SOURCE DATA
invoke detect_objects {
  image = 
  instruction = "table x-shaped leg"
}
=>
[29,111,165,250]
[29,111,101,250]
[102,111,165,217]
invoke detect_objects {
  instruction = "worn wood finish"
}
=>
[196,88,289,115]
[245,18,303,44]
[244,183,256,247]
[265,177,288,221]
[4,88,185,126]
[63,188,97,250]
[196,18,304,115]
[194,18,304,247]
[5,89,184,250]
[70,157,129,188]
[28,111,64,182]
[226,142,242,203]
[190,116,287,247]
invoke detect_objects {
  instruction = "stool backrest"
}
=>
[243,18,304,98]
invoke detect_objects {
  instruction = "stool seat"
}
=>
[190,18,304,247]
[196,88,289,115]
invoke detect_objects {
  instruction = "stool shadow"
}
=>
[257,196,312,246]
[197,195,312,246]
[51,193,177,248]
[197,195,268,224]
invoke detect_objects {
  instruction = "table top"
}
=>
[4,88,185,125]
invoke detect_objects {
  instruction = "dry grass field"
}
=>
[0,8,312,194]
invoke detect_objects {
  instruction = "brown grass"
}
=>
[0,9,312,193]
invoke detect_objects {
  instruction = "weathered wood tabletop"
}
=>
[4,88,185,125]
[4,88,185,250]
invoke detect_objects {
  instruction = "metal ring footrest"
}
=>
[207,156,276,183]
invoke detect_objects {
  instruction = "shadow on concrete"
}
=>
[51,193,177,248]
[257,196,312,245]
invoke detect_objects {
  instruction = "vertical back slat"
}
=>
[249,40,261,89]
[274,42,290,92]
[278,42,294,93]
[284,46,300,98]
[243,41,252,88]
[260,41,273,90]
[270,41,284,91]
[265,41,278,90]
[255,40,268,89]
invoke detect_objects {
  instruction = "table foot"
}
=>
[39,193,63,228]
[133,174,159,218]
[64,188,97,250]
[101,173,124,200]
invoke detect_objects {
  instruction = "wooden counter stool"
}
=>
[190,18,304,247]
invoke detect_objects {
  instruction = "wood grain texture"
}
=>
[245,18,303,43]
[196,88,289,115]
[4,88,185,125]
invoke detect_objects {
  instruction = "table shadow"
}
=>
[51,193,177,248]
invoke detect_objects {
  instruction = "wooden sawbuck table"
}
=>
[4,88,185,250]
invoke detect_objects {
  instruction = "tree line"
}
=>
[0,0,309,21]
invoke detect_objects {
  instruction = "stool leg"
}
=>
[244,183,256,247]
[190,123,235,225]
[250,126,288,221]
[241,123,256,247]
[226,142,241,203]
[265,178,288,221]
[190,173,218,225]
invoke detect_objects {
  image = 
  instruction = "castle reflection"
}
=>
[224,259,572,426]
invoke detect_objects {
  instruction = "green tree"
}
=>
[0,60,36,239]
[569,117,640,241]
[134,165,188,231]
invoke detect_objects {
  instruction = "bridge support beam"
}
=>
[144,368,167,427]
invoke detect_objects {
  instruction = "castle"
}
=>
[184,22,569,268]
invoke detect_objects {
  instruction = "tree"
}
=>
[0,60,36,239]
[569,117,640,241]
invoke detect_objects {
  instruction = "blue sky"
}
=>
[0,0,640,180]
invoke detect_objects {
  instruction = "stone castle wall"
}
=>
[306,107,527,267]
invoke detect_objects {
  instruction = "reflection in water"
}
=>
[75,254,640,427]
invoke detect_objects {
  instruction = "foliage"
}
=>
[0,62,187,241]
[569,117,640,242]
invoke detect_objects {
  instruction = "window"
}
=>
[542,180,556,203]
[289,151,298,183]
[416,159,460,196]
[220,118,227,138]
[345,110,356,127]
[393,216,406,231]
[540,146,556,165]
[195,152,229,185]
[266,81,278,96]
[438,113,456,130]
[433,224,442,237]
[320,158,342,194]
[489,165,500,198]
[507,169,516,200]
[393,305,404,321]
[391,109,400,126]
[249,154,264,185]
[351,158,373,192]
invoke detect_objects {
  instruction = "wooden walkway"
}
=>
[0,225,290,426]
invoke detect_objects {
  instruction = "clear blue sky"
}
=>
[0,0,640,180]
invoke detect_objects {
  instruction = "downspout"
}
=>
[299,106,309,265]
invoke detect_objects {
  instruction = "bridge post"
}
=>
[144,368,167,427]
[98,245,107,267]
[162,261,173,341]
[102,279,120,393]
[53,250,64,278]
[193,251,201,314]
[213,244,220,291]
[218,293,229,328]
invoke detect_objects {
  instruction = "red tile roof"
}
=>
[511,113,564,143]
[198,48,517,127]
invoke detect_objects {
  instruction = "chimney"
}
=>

WHAT YOU ARE ASKED TO DO
Tally the lines in the entries above that contain the string "blue", matching case exactly, and give only the number.

IN RESPONSE
2